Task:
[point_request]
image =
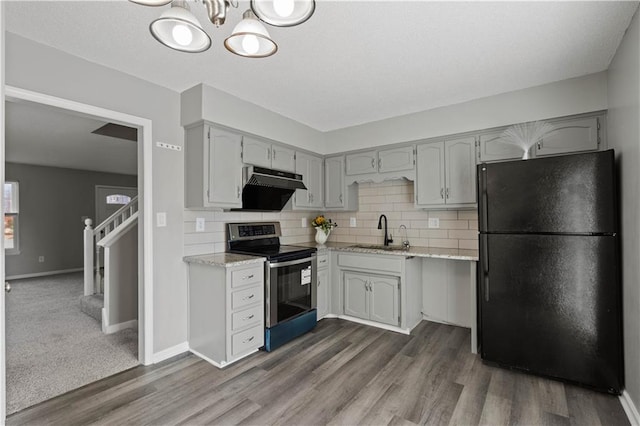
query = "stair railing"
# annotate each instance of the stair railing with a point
(93, 283)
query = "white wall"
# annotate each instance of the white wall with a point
(39, 68)
(624, 136)
(567, 97)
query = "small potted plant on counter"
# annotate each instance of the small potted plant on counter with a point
(323, 228)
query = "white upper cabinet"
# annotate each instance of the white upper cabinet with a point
(445, 175)
(580, 134)
(494, 148)
(380, 161)
(338, 195)
(262, 153)
(362, 163)
(311, 168)
(396, 159)
(213, 168)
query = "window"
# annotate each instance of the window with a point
(11, 209)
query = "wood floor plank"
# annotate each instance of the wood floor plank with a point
(340, 374)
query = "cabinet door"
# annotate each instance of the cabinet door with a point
(356, 295)
(460, 169)
(362, 163)
(429, 184)
(283, 158)
(579, 134)
(334, 182)
(392, 160)
(384, 300)
(256, 152)
(493, 148)
(225, 168)
(323, 292)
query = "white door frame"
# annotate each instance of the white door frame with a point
(145, 191)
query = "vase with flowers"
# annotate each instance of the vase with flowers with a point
(323, 228)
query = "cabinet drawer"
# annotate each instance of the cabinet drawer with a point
(247, 340)
(323, 261)
(247, 297)
(247, 276)
(251, 316)
(374, 262)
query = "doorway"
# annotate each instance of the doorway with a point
(144, 342)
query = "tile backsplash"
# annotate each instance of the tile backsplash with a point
(458, 228)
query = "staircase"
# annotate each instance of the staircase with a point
(105, 237)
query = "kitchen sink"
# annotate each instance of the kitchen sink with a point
(379, 247)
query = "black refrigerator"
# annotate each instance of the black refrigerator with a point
(550, 299)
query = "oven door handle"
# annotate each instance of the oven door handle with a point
(289, 263)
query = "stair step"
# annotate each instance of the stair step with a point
(92, 305)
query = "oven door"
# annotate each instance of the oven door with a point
(290, 289)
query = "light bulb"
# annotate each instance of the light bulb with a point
(250, 44)
(283, 8)
(182, 35)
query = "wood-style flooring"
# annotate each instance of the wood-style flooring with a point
(341, 373)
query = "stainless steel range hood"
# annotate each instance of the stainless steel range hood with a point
(267, 189)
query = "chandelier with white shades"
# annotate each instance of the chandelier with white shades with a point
(179, 29)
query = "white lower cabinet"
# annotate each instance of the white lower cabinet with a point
(323, 293)
(384, 289)
(226, 311)
(372, 297)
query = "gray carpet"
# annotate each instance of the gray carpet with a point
(52, 347)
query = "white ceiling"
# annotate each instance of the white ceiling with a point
(353, 62)
(46, 136)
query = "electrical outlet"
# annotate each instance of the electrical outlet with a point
(161, 219)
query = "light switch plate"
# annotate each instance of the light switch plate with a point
(161, 219)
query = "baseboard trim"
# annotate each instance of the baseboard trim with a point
(43, 274)
(630, 408)
(375, 324)
(170, 352)
(221, 365)
(121, 326)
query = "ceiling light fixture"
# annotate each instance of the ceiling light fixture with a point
(283, 13)
(250, 38)
(179, 29)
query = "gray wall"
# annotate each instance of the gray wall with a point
(624, 136)
(33, 66)
(52, 202)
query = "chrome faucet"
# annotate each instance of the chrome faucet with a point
(387, 238)
(405, 242)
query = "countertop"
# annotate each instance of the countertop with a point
(417, 251)
(223, 259)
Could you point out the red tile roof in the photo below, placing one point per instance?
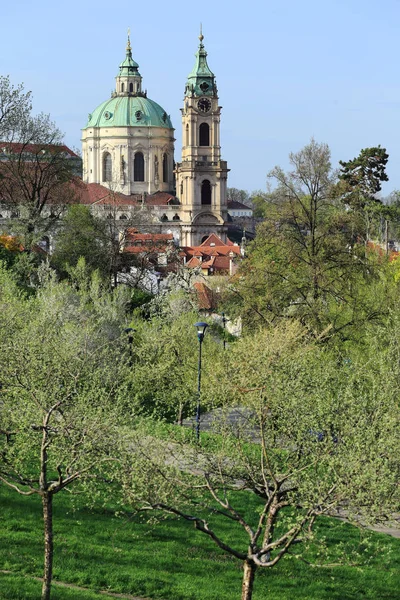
(17, 148)
(205, 296)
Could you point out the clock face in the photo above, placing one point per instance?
(204, 104)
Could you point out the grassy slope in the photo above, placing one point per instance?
(169, 561)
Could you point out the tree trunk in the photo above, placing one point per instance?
(47, 502)
(249, 571)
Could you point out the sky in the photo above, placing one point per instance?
(286, 71)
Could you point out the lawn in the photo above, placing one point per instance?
(169, 560)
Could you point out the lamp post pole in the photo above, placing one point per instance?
(129, 331)
(224, 324)
(201, 329)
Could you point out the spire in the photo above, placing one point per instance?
(129, 80)
(201, 80)
(128, 45)
(201, 36)
(128, 67)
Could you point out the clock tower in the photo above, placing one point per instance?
(201, 176)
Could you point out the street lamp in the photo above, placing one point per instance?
(201, 329)
(130, 331)
(224, 324)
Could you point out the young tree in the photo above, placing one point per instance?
(15, 105)
(63, 368)
(37, 173)
(82, 235)
(315, 436)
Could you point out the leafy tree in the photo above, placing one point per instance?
(236, 195)
(63, 372)
(305, 261)
(362, 178)
(316, 435)
(37, 175)
(15, 104)
(82, 235)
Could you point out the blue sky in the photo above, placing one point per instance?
------------
**Task**
The answer is the whole listing retyped exactly, with pictures omitted.

**Solved problem**
Task:
[point_request]
image =
query = "stair railing"
# annotate each instance of the stair railing with a point
(93, 283)
query = "white wall"
# annotate each instance of the white wall with a point
(39, 68)
(624, 136)
(567, 97)
query = "small potted plant on counter"
# annotate each instance of the small potted plant on counter with a point
(323, 228)
query = "white upper cabinet"
# annotate each instance of the white upper cabinet with a point
(445, 175)
(580, 134)
(494, 148)
(380, 161)
(338, 195)
(262, 153)
(362, 163)
(311, 168)
(396, 159)
(213, 168)
query = "window"
# annotate each instance of the window with a point
(11, 209)
query = "wood floor plank"
# annotate each instance of the wood floor plank with a point
(340, 374)
query = "cabinet door"
# annotate each instance of the cabinet door with a point
(356, 295)
(460, 169)
(362, 163)
(429, 184)
(283, 158)
(579, 134)
(334, 182)
(392, 160)
(384, 300)
(256, 152)
(493, 148)
(225, 168)
(323, 292)
query = "white door frame"
# annotate each instance of the white door frame with a point
(145, 191)
query = "vase with flowers"
# annotate each instance of the vase with flowers with a point
(323, 228)
query = "cabinet drawer"
# annotate each instance of the cabinet drawer with a point
(247, 340)
(323, 261)
(247, 297)
(247, 276)
(251, 316)
(374, 262)
query = "doorway"
# annotate each instance of the doorway with a point
(144, 342)
query = "tile backsplash"
# annotate each instance of the tile backsplash with a point
(458, 228)
query = "staircase"
# annotate each instance of the staircase with a point
(105, 237)
query = "kitchen sink"
# annotate each instance of the kitchen sink with a point
(379, 247)
query = "black refrigerator"
# annotate each instance of the black refrigerator with a point
(550, 299)
query = "oven door handle"
# annotate each instance of the oven door handle with a point
(289, 263)
query = "stair step"
# annotate each instance of the stair step with a point
(92, 305)
query = "oven door"
# annotate each instance of the oven door with a point
(290, 289)
query = "light bulb"
# annotate each instance of the light bulb with a point
(250, 44)
(283, 8)
(182, 35)
query = "wood-style flooring"
# annotate each instance of the wood-style flooring with a point
(341, 373)
query = "stainless steel range hood"
# annotate each instance of the stainless steel range hood with a point
(267, 189)
query = "chandelier with white shades"
# annotate each instance of the chandelier with white shades with a point
(179, 29)
query = "white lower cabinet"
# annotate each instance of the white lower cabinet with a point
(323, 293)
(384, 289)
(226, 311)
(372, 297)
query = "gray carpet"
# annotate each instance of the gray carpet with a point
(52, 347)
query = "white ceiling"
# annotate each instance of the white ceiling with a point
(353, 62)
(46, 136)
query = "electrical outlet"
# annotate each instance of the electrical outlet with a point
(161, 219)
query = "light switch plate"
# annotate each instance of the light switch plate with a point
(161, 219)
query = "baseboard trim"
# annotate each instance of the baseboard trim with a point
(43, 274)
(630, 408)
(375, 324)
(170, 352)
(221, 365)
(121, 326)
query = "ceiling light fixture"
# annotate each instance of the ceiling light fixture with a point
(283, 13)
(250, 38)
(179, 29)
query = "gray wall"
# annotate each instance of the gray wall with a point
(624, 136)
(33, 66)
(52, 202)
query = "chrome faucet"
# annotate each instance of the chrome faucet with a point
(387, 238)
(405, 242)
query = "countertop"
# annotate each instance of the countertop with a point
(417, 251)
(223, 259)
Could you point out the red tile roof in the photo below, placing one point per instance?
(17, 148)
(205, 296)
Could you point out the clock face in the photo above, placing one point per instance?
(204, 104)
Could you point out the grassy slope in the photo above, placing one point per instance?
(169, 561)
Could you point out the tree trunk in the photo above, placing one point per instance?
(47, 502)
(249, 571)
Could you point out the sky in the photo above, placing one point per instance?
(286, 71)
Could you point out the lawn in the photo above, placing one point per instance?
(169, 560)
Could you point out the lamp post pole in the photo above, placing one point per instance?
(129, 331)
(224, 324)
(201, 329)
Could you point out the spire in the photo above, placing one point per instance?
(129, 80)
(201, 80)
(128, 45)
(201, 36)
(128, 67)
Could you point out the clock tower in the photo above, placing one point per instance?
(201, 176)
Could you point out the street lamp in the photo above, placing one point per instance?
(201, 329)
(130, 331)
(224, 324)
Could you point out the young tree in the photo above, placing one point per instance?
(15, 105)
(63, 368)
(37, 173)
(82, 235)
(315, 436)
Could you point out the leafy tree in the photo above, placing one point per instance?
(236, 195)
(63, 372)
(305, 261)
(362, 178)
(316, 435)
(37, 175)
(15, 104)
(82, 235)
Could you point out the blue sky in the photo above, placing one point per instance?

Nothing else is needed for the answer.